The problem is the interfaces between them. So if you have a highly trained team of devs and a highly trained team, operational people, and a highly trained, trained team of infrastructure people, um, like if they're, if they're not working together day in, day out, um, maybe they're communicating through, um, queues, JIRA tickets, service desks, et cetera, um, then those interfaces, you can lose meaning in those. You can add delay, uh, you can add friction and you lose flow. You also find that constraints can sometimes fall between stall when working through across teams, um, or larger teams that don't just fit in one room. Um, platform teams can often, uh, suffer from over generalizations where we look at, um, building a common platform to do well, well, everything for, uh, a large number of development teams, but they're not quite the same. And there are nuances for each one of them, uh, that maybe need to be ironed out. And the final thing I want to mention here is that objectives that are conflicting start to come back in. Again. Platform teams, for example, get measured on, um, availability again, or the time it takes them to deploy a large environment that solves everyone need everyone's needs. Whereas, um, the development teams and the product teams are focused on delivering value to the customer. So straight away you have those conflicting objectives, which if you're not careful, can start to cause problems again.

00:14:46

So all of this can lead to a reduction in flow. So things flowing through the system, and I mean the, the whole operational system, not just the technical bits, um, and increased friction, um, more trouble where people are, um, people's timescales can be, uh, radically different across platform teams, DevOps teams, um, development teams, uh, infrastructure teams, et cetera. So

00:15:17

Let's move on now, and let's talk about how do we find this value? How do we actually find a consolidated view of what the value actually is that these teams are delivering? And how do we make sure, um, that it all joins up together? So a few ideas here. Um, we want to look at flow. So flow of ideas. Again, we talk about the, in the, uh, the state of DevOps report talks about the metric of how long it takes, um, to get an idea, uh, out into production. So an idea created ideated developed, tested, uh, deployed and out into production. That's our flow of the organization, and that's where we're, um, that's where we should be measured because that's where we're actually delivering real value. Um, the value there is intrinsic value, of course, in all the component parts. Uh, the awesome cloud platform, for example, the awesome piece of coding.

00:16:08

There are some product design, the comprehensive tests, but overall, it's all about this flow in an adaptive organization, in an agile organization that we want to get ideas flowing through the organization so people can see them and people can use them. Um, a big surprise we often find is that scope of these things is bigger than people think. Um, so if we're looking internally within our DevOps organization, um, or within our DevOps team, um, you can fa you can reasonably easily see the scope of that. It's get some code written, it's get it deployed and run it. Um, but scope, when you're looking at value streams can often be a lot broader than that. Extending right the way out to, um, to product owners, to people in the business, um, to the objectives that, um, project, um, sorry, that product owners want to, to get out to their customers all the way through to getting this stuff deployed. Um, and looking at that in the business context can often be very, very helpful. Um, rather than just limiting it to the piece that we, we we're concerned with or we think we're concerned with. And I wanna bring in situational awareness here as well. Um, so widening that scope and looking at the context of all the things that we're doing, the continuous integration, the cloud projects, Kubernetes, um, Lambda functions, whatever it is. Um, it's all meaningful stuff, but it's much more meaningful if you can place it within the situation of the overall business.

* _Directive 1_
Answer these questions from the transcript:
(a) What does the speaker say platform teams get measured on?
(b) What metric does the state of DevOps report talk about?
(c) What does the speaker want to bring in along with widening the scope?

* _Provided entries_
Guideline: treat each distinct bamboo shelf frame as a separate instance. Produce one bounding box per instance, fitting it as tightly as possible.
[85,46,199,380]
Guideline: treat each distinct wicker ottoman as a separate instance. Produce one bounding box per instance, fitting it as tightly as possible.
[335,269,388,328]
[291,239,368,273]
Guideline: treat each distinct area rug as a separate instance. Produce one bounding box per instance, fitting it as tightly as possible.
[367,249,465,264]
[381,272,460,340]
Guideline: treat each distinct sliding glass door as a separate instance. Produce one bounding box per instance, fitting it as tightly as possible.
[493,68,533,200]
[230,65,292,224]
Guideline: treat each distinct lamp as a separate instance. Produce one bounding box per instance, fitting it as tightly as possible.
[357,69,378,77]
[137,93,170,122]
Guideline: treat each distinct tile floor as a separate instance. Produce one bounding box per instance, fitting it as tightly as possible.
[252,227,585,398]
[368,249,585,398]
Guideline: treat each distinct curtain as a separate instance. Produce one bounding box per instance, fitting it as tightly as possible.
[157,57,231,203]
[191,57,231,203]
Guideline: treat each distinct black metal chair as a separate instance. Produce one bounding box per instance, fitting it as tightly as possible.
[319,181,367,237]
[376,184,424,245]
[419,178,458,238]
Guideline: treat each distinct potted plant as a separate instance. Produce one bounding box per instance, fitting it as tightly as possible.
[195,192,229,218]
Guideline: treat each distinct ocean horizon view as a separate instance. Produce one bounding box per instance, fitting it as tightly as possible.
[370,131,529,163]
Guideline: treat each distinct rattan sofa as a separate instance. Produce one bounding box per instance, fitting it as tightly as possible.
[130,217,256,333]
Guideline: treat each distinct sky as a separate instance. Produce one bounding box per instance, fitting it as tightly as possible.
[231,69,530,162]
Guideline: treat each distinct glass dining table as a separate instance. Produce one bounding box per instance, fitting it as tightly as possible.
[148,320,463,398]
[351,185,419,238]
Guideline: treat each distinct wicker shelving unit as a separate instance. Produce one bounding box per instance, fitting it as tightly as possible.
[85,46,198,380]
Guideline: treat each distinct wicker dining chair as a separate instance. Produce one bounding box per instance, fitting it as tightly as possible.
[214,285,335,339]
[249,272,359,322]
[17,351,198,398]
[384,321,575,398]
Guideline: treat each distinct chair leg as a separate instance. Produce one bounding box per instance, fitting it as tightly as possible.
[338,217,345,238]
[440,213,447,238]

* _Directive 2_
Lay out the rows from the beginning through the line holding "[85,46,199,380]", inclusive, as a two-column CSV with the columns instruction and answer. Put each instruction with its answer on one line, with both fields in double quotes and any line breaks replaced by spaces.

* _Written answer 1_
(a) Availability, or the time it takes them to deploy a large environment that solves everyone's needs.
(b) How long it takes to get an idea out into production.
(c) Situational awareness.

* _Written answer 2_
instruction,answer
"Guideline: treat each distinct bamboo shelf frame as a separate instance. Produce one bounding box per instance, fitting it as tightly as possible.","[85,46,199,380]"